Your task is to copy every entry exactly.

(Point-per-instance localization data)
::::::::

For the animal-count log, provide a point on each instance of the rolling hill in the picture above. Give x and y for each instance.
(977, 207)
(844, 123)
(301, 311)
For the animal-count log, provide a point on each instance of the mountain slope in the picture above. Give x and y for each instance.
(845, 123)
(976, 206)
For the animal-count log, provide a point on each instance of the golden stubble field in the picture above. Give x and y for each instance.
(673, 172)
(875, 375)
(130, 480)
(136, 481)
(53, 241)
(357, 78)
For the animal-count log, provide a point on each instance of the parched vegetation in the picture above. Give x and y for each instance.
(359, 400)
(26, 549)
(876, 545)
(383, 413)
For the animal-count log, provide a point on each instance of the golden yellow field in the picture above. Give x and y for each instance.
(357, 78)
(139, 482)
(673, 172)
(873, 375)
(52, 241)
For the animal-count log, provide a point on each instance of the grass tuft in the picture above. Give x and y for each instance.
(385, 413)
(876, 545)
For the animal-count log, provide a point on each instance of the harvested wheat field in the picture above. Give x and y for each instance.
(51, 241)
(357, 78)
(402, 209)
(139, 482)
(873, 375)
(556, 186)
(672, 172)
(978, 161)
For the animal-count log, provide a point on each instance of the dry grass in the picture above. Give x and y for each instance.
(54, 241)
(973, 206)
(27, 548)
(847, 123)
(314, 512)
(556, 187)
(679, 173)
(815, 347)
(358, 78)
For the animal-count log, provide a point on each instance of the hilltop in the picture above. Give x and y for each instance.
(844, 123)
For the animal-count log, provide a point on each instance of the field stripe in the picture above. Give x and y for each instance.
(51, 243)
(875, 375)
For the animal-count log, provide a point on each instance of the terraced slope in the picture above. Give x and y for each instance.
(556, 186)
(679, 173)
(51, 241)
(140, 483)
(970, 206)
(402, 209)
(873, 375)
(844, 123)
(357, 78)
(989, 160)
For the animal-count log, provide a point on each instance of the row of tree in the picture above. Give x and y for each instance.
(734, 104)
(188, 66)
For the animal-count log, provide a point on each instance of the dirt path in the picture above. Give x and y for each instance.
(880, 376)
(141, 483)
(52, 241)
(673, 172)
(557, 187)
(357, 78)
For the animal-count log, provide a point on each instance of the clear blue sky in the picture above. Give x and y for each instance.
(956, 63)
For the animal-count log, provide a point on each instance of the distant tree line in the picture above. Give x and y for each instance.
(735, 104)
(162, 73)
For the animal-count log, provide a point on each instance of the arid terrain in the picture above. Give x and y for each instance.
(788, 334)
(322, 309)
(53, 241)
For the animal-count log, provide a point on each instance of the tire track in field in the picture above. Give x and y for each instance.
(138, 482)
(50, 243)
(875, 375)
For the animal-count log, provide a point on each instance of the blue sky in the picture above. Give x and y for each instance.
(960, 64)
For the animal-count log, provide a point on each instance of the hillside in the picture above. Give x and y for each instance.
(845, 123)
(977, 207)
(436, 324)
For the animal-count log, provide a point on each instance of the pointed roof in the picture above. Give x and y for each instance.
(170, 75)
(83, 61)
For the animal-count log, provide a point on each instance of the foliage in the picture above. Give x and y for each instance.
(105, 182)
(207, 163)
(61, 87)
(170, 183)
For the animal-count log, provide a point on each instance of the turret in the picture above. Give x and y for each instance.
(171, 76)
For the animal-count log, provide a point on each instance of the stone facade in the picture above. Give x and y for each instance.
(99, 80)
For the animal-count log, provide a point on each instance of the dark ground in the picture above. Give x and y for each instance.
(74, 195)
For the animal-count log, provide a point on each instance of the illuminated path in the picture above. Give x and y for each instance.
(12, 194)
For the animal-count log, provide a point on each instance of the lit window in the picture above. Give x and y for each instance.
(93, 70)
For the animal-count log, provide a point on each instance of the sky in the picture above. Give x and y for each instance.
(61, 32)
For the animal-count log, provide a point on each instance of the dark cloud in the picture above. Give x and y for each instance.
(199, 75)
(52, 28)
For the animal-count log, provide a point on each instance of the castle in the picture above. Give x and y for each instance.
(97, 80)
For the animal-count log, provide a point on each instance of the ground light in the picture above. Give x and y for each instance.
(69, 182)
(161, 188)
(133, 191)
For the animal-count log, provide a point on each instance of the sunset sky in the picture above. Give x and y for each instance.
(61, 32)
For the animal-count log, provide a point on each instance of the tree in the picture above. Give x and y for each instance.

::::::::

**Solution for this task:**
For the animal-count log, provide a point on each instance of the rolling hill in the picture above. Give x and y for each instance.
(977, 207)
(844, 123)
(301, 311)
For the animal-count log, provide a point on each instance of the mountain slope in the picture above. Give x and y for each instance.
(845, 123)
(976, 206)
For the animal-count log, provide a point on each instance of the golden stubble field in the picture above. Give x and y for each instance.
(673, 172)
(875, 375)
(130, 480)
(136, 481)
(53, 241)
(357, 78)
For the animal-count log, provide a point on each instance of the parched vegetation in the picture above. Give x and y for each instance.
(359, 400)
(26, 549)
(876, 545)
(383, 413)
For the animal-count log, provide a point on each instance of the golden yellow field in the picture above. Give x and y for each instance.
(357, 78)
(139, 482)
(673, 172)
(873, 375)
(52, 241)
For the animal-count log, provide a point on each instance of the grass tuft in the picture above. Give x and y for each instance.
(385, 413)
(876, 545)
For the animal-count log, provide a point on each instance of the harvested wheat field in the picture above. Give x and y for each instance.
(51, 241)
(357, 78)
(402, 209)
(139, 482)
(873, 375)
(556, 186)
(672, 172)
(978, 161)
For the animal-count log, provide a point on each instance of the dry grass in the picture above. Give x and y for each instance.
(54, 241)
(973, 206)
(27, 548)
(847, 123)
(314, 512)
(556, 187)
(679, 173)
(815, 347)
(358, 78)
For the animal-count log, provide a point on each instance of the hilltop in the picture above. Give x and y for each instance.
(844, 123)
For the animal-count log, provide a point on each instance of the field stripe in the picture above. Give x and y for each instance.
(51, 243)
(875, 375)
For the animal-count log, provide a point on each instance of the terraced slope in the picture above. Give x and y for each instance.
(556, 186)
(679, 173)
(51, 241)
(140, 483)
(970, 206)
(402, 209)
(873, 375)
(844, 123)
(357, 78)
(989, 160)
For the animal-count log, provide a point on each instance of the row of tree in the picture above. Give x and y for each instance.
(734, 104)
(188, 66)
For the animal-count log, provide a point on each instance of the dirt path in the picture above. Give x and y for each instance.
(880, 376)
(141, 483)
(52, 241)
(673, 172)
(557, 187)
(357, 78)
For the animal-count log, provide a point on each instance of the clear blue sky in the picture above. Give x and y for each instance.
(956, 63)
For the animal-count log, provide a point on each instance of the distant tree line in the picture above. Give x and y for each instance.
(735, 104)
(162, 73)
For the animal-count log, provide a point on each instance of the arid terrain in the picture above. Give x and y for each instance.
(788, 334)
(322, 309)
(53, 241)
For the animal-count log, provide a point on each instance of the tire track in field in the picture above. Give x and y for each instance.
(138, 482)
(50, 243)
(875, 375)
For the animal-count log, provide a point on each instance of the blue sky in the picture above. Give x and y for each instance.
(960, 64)
For the animal-count log, provide a point on each instance of the hillside in the picture above. Give x and y for each instance.
(845, 123)
(977, 207)
(436, 324)
For the animal-count log, provide a point on each instance of the pointed roof in the picture above. Give x and y for each instance.
(170, 75)
(83, 61)
For the animal-count log, provide a point on each instance of the foliage in the picture above. Give x and y for each instance.
(105, 182)
(207, 163)
(61, 87)
(170, 183)
For the animal-count log, provide a point on each instance of the turret in the picture above. Give x and y for each instance.
(171, 76)
For the animal-count log, provide a point on each instance of the stone facade in the picture above. Give x and y for each instance.
(99, 80)
For the animal-count log, provide a point on each instance of the dark ground in the picture above. Give x and y for each instance.
(74, 195)
For the animal-count log, provide a point on each instance of the illuminated path in the picture above. Give x and y for each instance.
(12, 194)
For the animal-count log, provide a point on each instance of the lit window in the picture above. Give x and y for each instance.
(93, 70)
For the animal-count log, provide a point on each instance of the sky in the picture above. Give x and y for each instance.
(61, 32)
For the animal-count log, provide a point on each instance of the dark cloud in the picture above. Give x and y for each instance.
(199, 75)
(52, 28)
For the animal-count log, provide a point on each instance of the castle in the picture above. Give x and y for each instance.
(97, 80)
For the animal-count log, provide a point on each instance of the ground light in the picture above. Give x and y for each instance.
(69, 182)
(161, 188)
(133, 191)
For the animal-count log, provide a point on each instance of the sunset sky in the picture above. Give x and y for each instance.
(61, 32)
For the animal-count log, provide a point on each instance of the tree in the picture above. Give x and y for each instance.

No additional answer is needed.